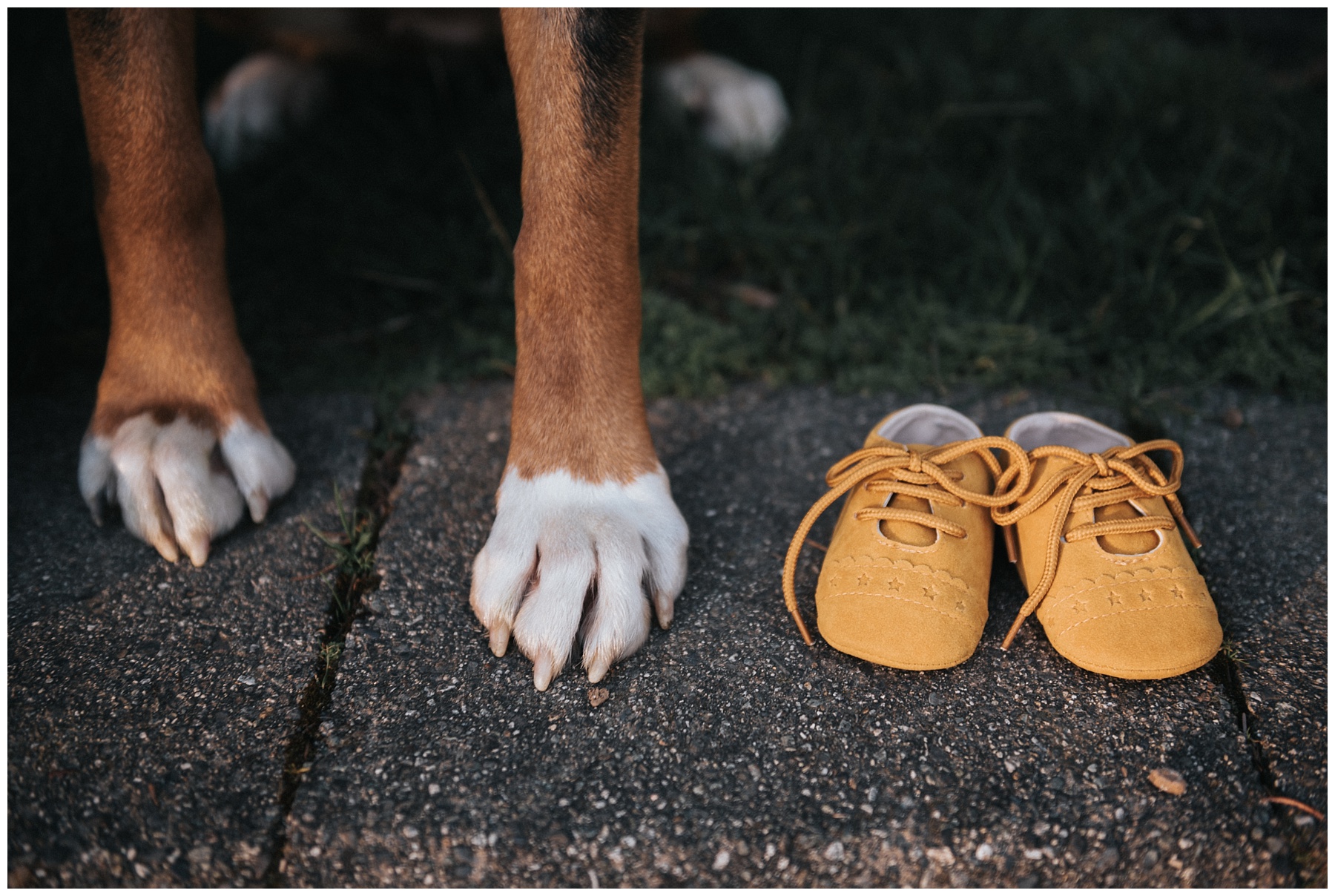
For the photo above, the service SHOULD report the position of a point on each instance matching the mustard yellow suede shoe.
(1104, 564)
(906, 577)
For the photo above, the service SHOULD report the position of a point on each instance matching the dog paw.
(556, 542)
(262, 95)
(744, 110)
(177, 485)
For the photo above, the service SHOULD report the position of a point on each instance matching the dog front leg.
(584, 508)
(177, 438)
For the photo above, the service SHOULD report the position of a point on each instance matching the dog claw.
(664, 605)
(501, 640)
(544, 669)
(167, 548)
(197, 550)
(599, 669)
(258, 504)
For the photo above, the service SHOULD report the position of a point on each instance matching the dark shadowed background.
(1133, 200)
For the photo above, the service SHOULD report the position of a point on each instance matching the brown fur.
(577, 398)
(174, 345)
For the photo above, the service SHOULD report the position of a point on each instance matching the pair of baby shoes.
(1090, 520)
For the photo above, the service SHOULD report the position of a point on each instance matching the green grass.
(1003, 198)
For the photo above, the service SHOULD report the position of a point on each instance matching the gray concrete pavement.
(150, 704)
(728, 752)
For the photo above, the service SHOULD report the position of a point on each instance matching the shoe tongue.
(1130, 542)
(906, 533)
(1124, 544)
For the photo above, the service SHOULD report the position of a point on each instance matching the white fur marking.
(262, 467)
(561, 536)
(260, 96)
(744, 110)
(168, 490)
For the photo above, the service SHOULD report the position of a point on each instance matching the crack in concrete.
(1228, 673)
(386, 452)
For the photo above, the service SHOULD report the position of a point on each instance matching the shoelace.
(894, 469)
(1111, 477)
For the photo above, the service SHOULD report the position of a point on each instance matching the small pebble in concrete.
(1168, 782)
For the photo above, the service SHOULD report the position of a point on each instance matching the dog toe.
(178, 489)
(565, 552)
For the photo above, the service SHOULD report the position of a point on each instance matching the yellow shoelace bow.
(894, 469)
(1111, 477)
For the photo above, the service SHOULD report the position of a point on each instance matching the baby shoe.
(906, 577)
(1103, 560)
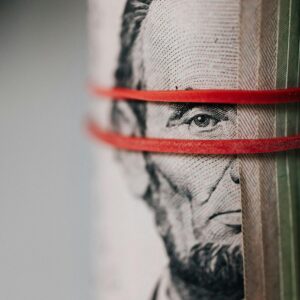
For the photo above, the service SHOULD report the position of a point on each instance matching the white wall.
(44, 168)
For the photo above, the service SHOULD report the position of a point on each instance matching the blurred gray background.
(44, 166)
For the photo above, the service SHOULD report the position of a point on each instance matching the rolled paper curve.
(217, 96)
(181, 146)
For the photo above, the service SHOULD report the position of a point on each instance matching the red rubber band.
(236, 146)
(202, 96)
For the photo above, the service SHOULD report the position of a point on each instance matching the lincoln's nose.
(234, 171)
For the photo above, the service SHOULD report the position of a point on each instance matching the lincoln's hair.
(134, 14)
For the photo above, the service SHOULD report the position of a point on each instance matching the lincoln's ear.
(125, 121)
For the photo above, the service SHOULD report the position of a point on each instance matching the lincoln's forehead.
(192, 43)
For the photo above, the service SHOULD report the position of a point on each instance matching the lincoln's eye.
(203, 120)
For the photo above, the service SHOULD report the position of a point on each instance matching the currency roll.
(182, 226)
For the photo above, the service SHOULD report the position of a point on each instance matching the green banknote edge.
(287, 123)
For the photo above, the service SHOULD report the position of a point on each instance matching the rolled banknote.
(187, 227)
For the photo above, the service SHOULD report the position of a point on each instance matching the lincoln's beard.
(208, 270)
(211, 271)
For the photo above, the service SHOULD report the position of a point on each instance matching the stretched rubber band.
(180, 146)
(202, 96)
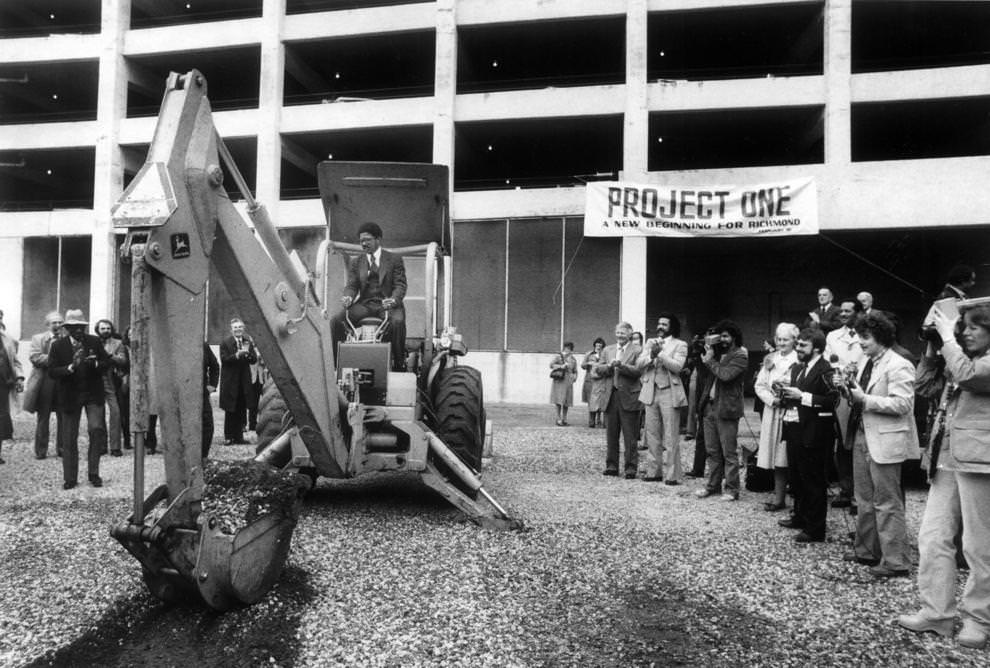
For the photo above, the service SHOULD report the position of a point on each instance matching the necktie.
(856, 416)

.....

● **EXERCISE REQUIREMENTS**
Set every entry down again word for word, but not the pictures.

● **EXERCISE RESULT**
For the photo above, the service SHOULD report the position of a point on each instance matching the mustard yellow suede shoe.
(1104, 564)
(906, 577)
For the photo above, the service SHOULD report the position of a point on each instance matching the dog paw.
(556, 542)
(262, 95)
(744, 110)
(177, 485)
For the photo above, the service SHOULD report the position of a point on each instance matching the dog front leg.
(584, 508)
(177, 438)
For the photo above, the service SHOULD report the position of a point on each instance matching the dog claw.
(664, 605)
(501, 640)
(544, 669)
(167, 548)
(197, 550)
(599, 669)
(258, 504)
For the photo above, the service SHOULD report the position of a point on each instance matching the dark shadowed background.
(1133, 200)
For the photo above, the service SHOULD report the position of a point on each instance matching the brown fur.
(577, 398)
(174, 345)
For the photo above, the service SHOULD report the position of a point on each instance matching the pair of baby shoes.
(1090, 520)
For the photo above, the service SHOULD report the position of a point on each instance matching the green grass.
(1003, 198)
For the photo above, the service SHOULD report the position of a point on each instance matching the gray concrete pavement.
(150, 704)
(728, 752)
For the photo above, the service SHOULD report the position of a point on each instance matching the shoe tongue.
(1130, 542)
(906, 533)
(1124, 544)
For the photo above, the service SHOULD report the position of a point on each instance matching the white fur marking.
(262, 467)
(561, 536)
(260, 96)
(744, 110)
(168, 490)
For the photo above, the service SHOULD report the position of a point on each instance matching the crack in concrete.
(1228, 673)
(386, 452)
For the photo above, the service SHOULD report the position of a point on each instance matching the shoelace.
(894, 469)
(1111, 477)
For the photo above, the service SHOULD report the position of a point on each instance matching the small pebble in concrete.
(1168, 782)
For the photo above, the service SHOULD report the position of a point on each instance matching the dog toe.
(178, 489)
(565, 552)
For the photo above, the service SHOULD report the position of a point on each instance matching the yellow shoelace bow.
(894, 469)
(1111, 477)
For the photo above, the service SHOULD report the position of a point on each instance matching the baby shoe.
(906, 577)
(1103, 560)
For the photo above, the service SHOULD report the position of a point on each instance matching the white wall.
(44, 168)
For the photo above, the service SHOULD report the position of a point on each instance matching the blurred gray background.
(44, 166)
For the photo above, the service SHOULD report the position of a point on each instance matching the rolled paper curve.
(217, 96)
(181, 146)
For the photo above, the service SHOULD report the position of a point on each instance matching the red rubber band.
(236, 146)
(202, 96)
For the photo above, the service SHOULD report the position of a point on each instance matching the lincoln's nose.
(234, 171)
For the photo above, the service SHOULD report the position of a point on each instance matching the lincoln's hair.
(134, 14)
For the photo above, the service SHOULD report the position of a point on each instance matching the lincoln's ear.
(125, 121)
For the photo above, the service SHOULD report the position of a point on each instance matching the lincoln's forehead.
(192, 43)
For the photo above, the service SHOULD report the position of a point on each instance matching the lincoln's eye.
(203, 120)
For the photo above, the service SHOULD report the position of a point on each instance matching the currency roll.
(182, 226)
For the photo above, the service SHOULD report the position of a point on each instance matching the green banknote edge.
(287, 123)
For the photo above, the service SHOULD report the position of a point on each instance matching the rolled banknote.
(187, 227)
For the photo above, the service SHOULD report the position of a point on each instance matching the lincoln's beard.
(208, 270)
(211, 271)
For the photo above, the service SHOULD report the position of a point on each instance matching the stretched rubber band.
(180, 146)
(202, 96)
For the photo above, the service SHOULD report the position of a point on each instance matching the necktie.
(856, 416)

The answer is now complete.